What is needed ->
Recast the entries below as a Markdown table with two columns, Row and Line. Give each nonblank line its own numbered row.

Records for processing ->

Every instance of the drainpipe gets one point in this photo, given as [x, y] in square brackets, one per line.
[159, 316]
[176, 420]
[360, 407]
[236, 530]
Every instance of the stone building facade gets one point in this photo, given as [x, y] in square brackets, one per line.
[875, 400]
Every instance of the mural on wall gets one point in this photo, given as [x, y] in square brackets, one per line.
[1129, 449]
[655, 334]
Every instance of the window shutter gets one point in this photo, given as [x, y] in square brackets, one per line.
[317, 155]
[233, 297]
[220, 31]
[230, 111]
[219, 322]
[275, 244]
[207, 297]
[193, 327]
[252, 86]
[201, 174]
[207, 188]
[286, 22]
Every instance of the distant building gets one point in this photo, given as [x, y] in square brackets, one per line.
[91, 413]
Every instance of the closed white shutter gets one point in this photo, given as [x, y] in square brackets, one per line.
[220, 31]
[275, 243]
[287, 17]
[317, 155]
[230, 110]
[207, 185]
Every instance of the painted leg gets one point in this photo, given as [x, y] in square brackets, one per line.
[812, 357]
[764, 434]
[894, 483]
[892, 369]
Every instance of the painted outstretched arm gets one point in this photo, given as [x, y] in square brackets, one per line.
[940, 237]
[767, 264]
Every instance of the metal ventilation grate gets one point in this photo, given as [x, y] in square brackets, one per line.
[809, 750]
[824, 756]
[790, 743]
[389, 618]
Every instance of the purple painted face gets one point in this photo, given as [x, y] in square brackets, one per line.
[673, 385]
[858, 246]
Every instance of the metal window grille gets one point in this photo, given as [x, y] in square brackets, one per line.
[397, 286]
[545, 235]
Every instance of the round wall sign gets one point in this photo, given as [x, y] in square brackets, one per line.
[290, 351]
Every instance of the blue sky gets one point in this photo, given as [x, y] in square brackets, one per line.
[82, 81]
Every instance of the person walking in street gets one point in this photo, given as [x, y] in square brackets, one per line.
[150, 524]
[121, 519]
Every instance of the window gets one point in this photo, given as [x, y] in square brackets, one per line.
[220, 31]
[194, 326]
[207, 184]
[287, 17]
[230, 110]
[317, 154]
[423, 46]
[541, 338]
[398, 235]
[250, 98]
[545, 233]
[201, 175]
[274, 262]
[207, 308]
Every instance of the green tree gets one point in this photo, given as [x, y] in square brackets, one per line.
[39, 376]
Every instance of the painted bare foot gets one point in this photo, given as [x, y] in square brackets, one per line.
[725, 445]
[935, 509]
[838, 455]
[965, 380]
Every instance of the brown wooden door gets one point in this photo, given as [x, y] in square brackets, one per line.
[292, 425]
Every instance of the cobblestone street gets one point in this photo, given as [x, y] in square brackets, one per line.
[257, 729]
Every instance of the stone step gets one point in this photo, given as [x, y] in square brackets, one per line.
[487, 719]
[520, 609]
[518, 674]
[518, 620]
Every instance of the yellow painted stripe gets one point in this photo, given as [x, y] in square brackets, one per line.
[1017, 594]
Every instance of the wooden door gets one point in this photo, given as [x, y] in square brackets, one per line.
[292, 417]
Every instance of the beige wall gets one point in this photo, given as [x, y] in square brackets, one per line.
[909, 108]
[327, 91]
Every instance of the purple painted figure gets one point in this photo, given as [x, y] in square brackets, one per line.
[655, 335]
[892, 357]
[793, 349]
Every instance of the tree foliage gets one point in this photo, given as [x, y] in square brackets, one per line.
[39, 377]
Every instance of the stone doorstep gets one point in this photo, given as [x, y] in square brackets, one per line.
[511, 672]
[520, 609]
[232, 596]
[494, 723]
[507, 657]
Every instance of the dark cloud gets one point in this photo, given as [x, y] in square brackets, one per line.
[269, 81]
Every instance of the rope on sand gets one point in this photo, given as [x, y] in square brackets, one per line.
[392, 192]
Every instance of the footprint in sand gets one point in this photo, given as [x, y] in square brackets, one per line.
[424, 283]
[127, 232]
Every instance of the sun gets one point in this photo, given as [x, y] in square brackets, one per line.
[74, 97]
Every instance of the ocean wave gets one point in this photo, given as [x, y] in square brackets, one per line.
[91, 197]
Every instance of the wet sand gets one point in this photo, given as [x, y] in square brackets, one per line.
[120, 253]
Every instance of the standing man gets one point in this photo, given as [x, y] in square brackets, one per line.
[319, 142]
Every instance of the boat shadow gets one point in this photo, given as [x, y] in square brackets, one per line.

Reply ->
| Row | Line |
|---|---|
| 1 | Every instance of the drainpipe gets one point in this photo, given as [x, y] in square brackets, one per line. |
| 2 | [159, 316] |
| 3 | [176, 420] |
| 4 | [360, 407] |
| 5 | [236, 530] |
| 6 | Every instance of the stone building facade gets one point in this photo, given as [x, y] in square brackets, one per line. |
| 7 | [875, 400] |
| 8 | Every instance of the mural on wall gets one point in this photo, given as [x, y] in square brackets, one per line. |
| 9 | [1129, 449] |
| 10 | [655, 334] |
| 11 | Every instance of the window shutter gets one point in this photo, given as [x, y] in square brackets, one per line. |
| 12 | [317, 155] |
| 13 | [233, 297] |
| 14 | [220, 31] |
| 15 | [230, 111] |
| 16 | [219, 322] |
| 17 | [275, 244] |
| 18 | [207, 297] |
| 19 | [193, 327] |
| 20 | [252, 86] |
| 21 | [201, 174] |
| 22 | [207, 188] |
| 23 | [286, 22] |
| 24 | Every instance of the distant building gets one point in this photo, given as [x, y] in square brackets, one per line. |
| 25 | [91, 413] |
| 26 | Every instance of the closed white shutter gets one point in this photo, given as [x, y] in square brackets, one per line. |
| 27 | [220, 31] |
| 28 | [275, 243] |
| 29 | [287, 17] |
| 30 | [317, 155] |
| 31 | [230, 110] |
| 32 | [207, 185] |
| 33 | Every instance of the painted leg gets one point in this photo, given as [x, y] in square brackets, one per line. |
| 34 | [812, 357] |
| 35 | [764, 434] |
| 36 | [894, 483] |
| 37 | [892, 369] |
| 38 | Every instance of the painted outstretched arm gets one point in this photo, given as [x, y] in square brackets, one per line. |
| 39 | [940, 237] |
| 40 | [767, 264] |
| 41 | Every instance of the metal ventilation grate gets one point in this photo, given as [x, y] in square brackets, one per line. |
| 42 | [809, 750] |
| 43 | [824, 756] |
| 44 | [790, 743] |
| 45 | [389, 618] |
| 46 | Every instance of the purple painted face gets one point in this photo, given as [x, y] in square brackets, one per line. |
| 47 | [673, 385] |
| 48 | [858, 246] |
| 49 | Every instance of the metal window grille gets one point in this photo, given as [x, y] in square brackets, one per line. |
| 50 | [397, 286] |
| 51 | [545, 235] |
| 52 | Every instance of the round wall sign gets one point in this photo, given as [x, y] in square brackets, one per line. |
| 53 | [290, 351] |
| 54 | Every instance of the blue sky gets one point in this photo, given as [x, y] in square brackets, one per line. |
| 55 | [82, 81] |
| 56 | Every instance of the person walking in street gets one point in this photo, given as [x, y] in square brackets, one per line. |
| 57 | [150, 524] |
| 58 | [121, 519] |
| 59 | Every instance of the window gets one point in this photo, given as [x, y] in square brackets, one per line. |
| 60 | [220, 31] |
| 61 | [194, 326] |
| 62 | [207, 184] |
| 63 | [287, 17] |
| 64 | [230, 110] |
| 65 | [317, 154] |
| 66 | [423, 46] |
| 67 | [541, 338] |
| 68 | [398, 235] |
| 69 | [250, 98] |
| 70 | [545, 233] |
| 71 | [201, 175] |
| 72 | [274, 262] |
| 73 | [207, 308] |
| 74 | Every instance of the green tree gets one point in this photo, given as [x, y] in square brackets, one per line. |
| 75 | [39, 376] |
| 76 | Every instance of the painted bare foot gets one point in this photo, given as [x, y] in square brackets, one per line. |
| 77 | [725, 445] |
| 78 | [935, 509] |
| 79 | [838, 455] |
| 80 | [965, 380] |
| 81 | Every instance of the brown wooden door gets one point in this photo, given as [x, y] in square brackets, one per line. |
| 82 | [292, 425] |
| 83 | Every instance of the cobblestone street gets one point in this photo, given as [x, y] in square brackets, one per line. |
| 84 | [257, 729] |
| 85 | Every instance of the stone step gets one point in this photo, given as [x, y] in square brackets, one per line. |
| 86 | [487, 719] |
| 87 | [520, 609] |
| 88 | [518, 674] |
| 89 | [518, 620] |
| 90 | Every instance of the yellow painted stripe gets one point in this photo, given as [x, y] in square brackets, one per line. |
| 91 | [1017, 594] |
| 92 | Every instance of the wooden door gets one point in this photo, given as [x, y] in square brackets, one per line. |
| 93 | [292, 417] |
| 94 | Every instance of the beige wall gets one point in this photo, given as [x, y] in square brackets, one per line. |
| 95 | [909, 108] |
| 96 | [327, 91] |
| 97 | Every instance of the purple painted figure gets one point in this photo, given as [x, y] in square brackets, one per line. |
| 98 | [655, 335] |
| 99 | [892, 357] |
| 100 | [793, 349] |
| 101 | Every instance of the tree foliage gets one point in this photo, given as [x, y] in square brackets, one per line. |
| 102 | [39, 377] |
| 103 | Every instance of the stone doorstep gets one point in this photo, given as [x, y] in square brackets, one per line. |
| 104 | [511, 672] |
| 105 | [520, 609] |
| 106 | [232, 596] |
| 107 | [494, 723] |
| 108 | [507, 657] |
| 109 | Every instance of the dark cloud gets one point in this photo, given as [x, y] in square brackets, one per line. |
| 110 | [269, 81] |
| 111 | Every instance of the rope on sand gets one point in this photo, given as [x, y] in square brackets, one per line. |
| 112 | [392, 192] |
| 113 | Every instance of the footprint in sand gets one point in this photo, given as [x, y] in square brackets, one per line. |
| 114 | [424, 283] |
| 115 | [127, 232] |
| 116 | Every instance of the sun gets one point in this photo, given as [x, y] in square brackets, one per line. |
| 117 | [74, 97] |
| 118 | Every instance of the ocean wave gets one point in this photo, given as [x, y] in square brackets, one per line. |
| 119 | [91, 197] |
| 120 | Every instance of the wet sand gets one point in this photo, given as [x, y] in square brackets, one per line. |
| 121 | [120, 253] |
| 122 | Every instance of the standing man gets one point in this photo, given as [x, y] in square brackets, one per line. |
| 123 | [319, 142] |
| 124 | Every instance of the boat shadow gets one point in this photo, given as [x, y] in square brackets, one per line. |